*Problems*:
[1] In the article about the 2022 ERA Championship, at which circuit was the championship's single race held?
[2] Carry on the article about the 2022 ERA Championship from the point where it stops.

*Selected text*:
________________

= 2022 ERA Championship =

Motor racing championship

The 2022 Software AG ERA Championship, formally known as the 2022 Electric Racing Academy Championship was a motor racing championship for open wheel, all-electric formula racing cars. This was the inaugural and so far, final season of the championship. It became a one-race championship at Circuit Zolder after many scheduling issues.

== Teams and drivers ==
All drivers competed with identical Mitsu-Bachi F110E chassis based on the Dome F110 Formula 4 chassis, powered by a 130KW motor, with a 24KWh battery and Goodyear tires.

| No. | Driver |
| 2 | GBR Richard Morris |
| 3 | FRA Cameron Hawes |
| 4 | BEL Wout Colson |
| 5 | BEL Milan de Laet |
| 6 | BEL Michelangelo Amendola |
| 7 | BEL Christiaan Spelmans |
| 8 | NLD Bob Stevens |
| 11 | USA Ellis Spiezia |
Source:

== Race calendar ==
On 14 January, the provisional calendar was announced. The series supported the 2022 FIA ETCR - eTouring Car World Cup at all of its races. On 22 February 2022, it was announced that Istanbul Park would host the first round instead of the Istanbul Street Circuit. On 17 May, it was announced that Istanbul FIA ETCR round was postponed to November due to the organizational issues, so Istanbul ERA round was also postponed. Only practice sessions were held at Hungaroring and Circuito del Jarama. The round of the championship at Vallelunga Circuit was cancelled on 19 July due to logistical problems.

________________

Detection examples
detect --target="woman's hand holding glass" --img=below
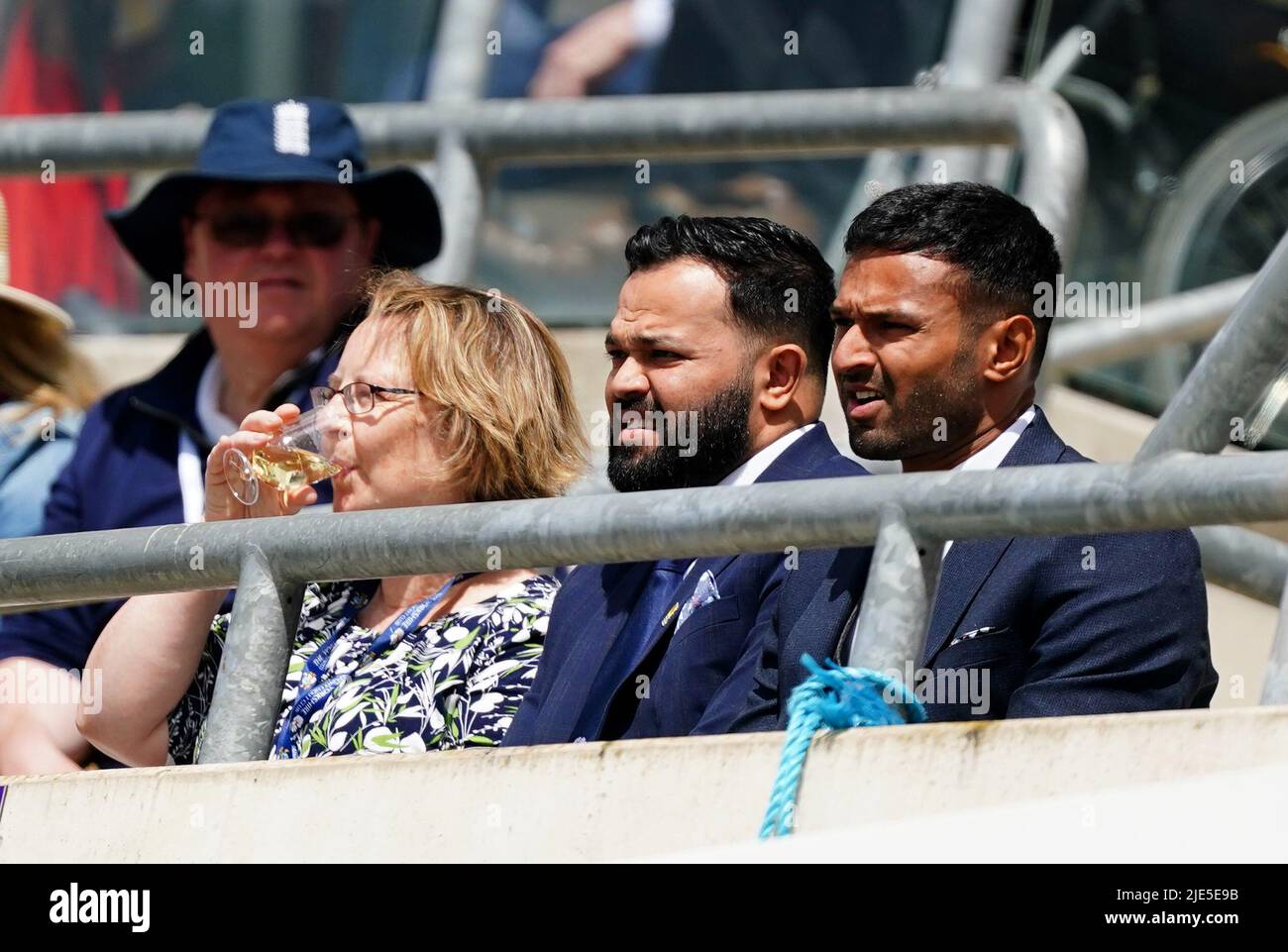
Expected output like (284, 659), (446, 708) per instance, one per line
(206, 403), (339, 522)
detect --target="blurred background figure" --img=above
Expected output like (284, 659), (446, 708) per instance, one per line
(80, 270), (585, 765)
(0, 93), (441, 773)
(0, 197), (97, 541)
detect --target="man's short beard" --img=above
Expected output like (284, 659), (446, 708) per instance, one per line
(846, 349), (983, 460)
(608, 374), (751, 492)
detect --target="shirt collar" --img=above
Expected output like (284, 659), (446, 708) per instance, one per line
(953, 406), (1038, 472)
(716, 423), (820, 485)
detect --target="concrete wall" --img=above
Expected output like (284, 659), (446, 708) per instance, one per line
(0, 707), (1288, 863)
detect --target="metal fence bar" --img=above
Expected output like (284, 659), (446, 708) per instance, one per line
(846, 505), (943, 673)
(1042, 274), (1256, 382)
(0, 451), (1288, 605)
(425, 0), (499, 283)
(0, 82), (1087, 255)
(1136, 226), (1288, 460)
(197, 545), (304, 764)
(1194, 526), (1288, 605)
(1261, 569), (1288, 704)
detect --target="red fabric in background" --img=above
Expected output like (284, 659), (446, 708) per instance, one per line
(0, 4), (138, 309)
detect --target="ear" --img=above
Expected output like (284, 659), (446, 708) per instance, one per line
(983, 314), (1037, 384)
(179, 215), (201, 280)
(757, 344), (806, 412)
(358, 218), (380, 262)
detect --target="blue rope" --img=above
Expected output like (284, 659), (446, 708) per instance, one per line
(760, 655), (926, 840)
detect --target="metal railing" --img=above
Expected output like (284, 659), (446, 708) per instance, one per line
(0, 74), (1288, 763)
(0, 82), (1087, 264)
(0, 452), (1288, 762)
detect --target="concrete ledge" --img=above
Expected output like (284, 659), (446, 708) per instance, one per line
(0, 707), (1288, 863)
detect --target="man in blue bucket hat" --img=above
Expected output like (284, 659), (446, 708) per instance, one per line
(0, 99), (442, 775)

________________

*Answers given*:
[1] Circuit Zolder.

[2]
| Round |  | Circuit | Date | Pole position | Fastest lap | Winning driver |
|---|---|---|---|---|---|---|
| 1 | R1 | BEL Circuit Zolder | 10 July | USA Ellis Spiezia | BEL Michelangelo Amendola | FRA Cameron Hawes |

==Championship standings==

Points were awarded to the top 10 classified finishers in each race.

| Position | 1st | 2nd | 3rd | 4th | 5th | 6th | 7th | 8th | 9th | 10th |
| Points | 25 | 18 | 15 | 12 | 10 | 8 | 6 | 4 | 2 | 1 |

===Drivers' Championship===

| Pos | Driver | BEL BEL | Pts |
R1
| 1 | FRA Cameron Hawes | 1 | 25 |
| 2 | BEL Milan de Laet | 2 | 18 |
| 3 | NLD Bob Stevens | 3 | 15 |
| 4 | USA Ellis Spiezia | 4 | 12 |
| 5 | BEL Michelangelo Amendola | 5 | 10 |
| 6 | BEL Christiaan Spelmans | 6 | 8 |
| – | GBR Richard Morris | DNS | – |
| – | BEL Wout Colson | WD | – |
| Pos | Driver | R1 | Pts |
BEL BEL

Bold – Pole
Italics – Fastest Lap

| Colour | Result |
| Gold | Winner |
| Silver | Second place |
| Bronze | Third place |
| Green | Points classification |
| Blue | Non-points classification |
Non-classified finish (NC)
| Purple | Retired, not classified (Ret) |
| Red | Did not qualify (DNQ) |
Did not pre-qualify (DNPQ)
| Black | Disqualified (DSQ) |
| White | Did not start (DNS) |
Withdrew (WD)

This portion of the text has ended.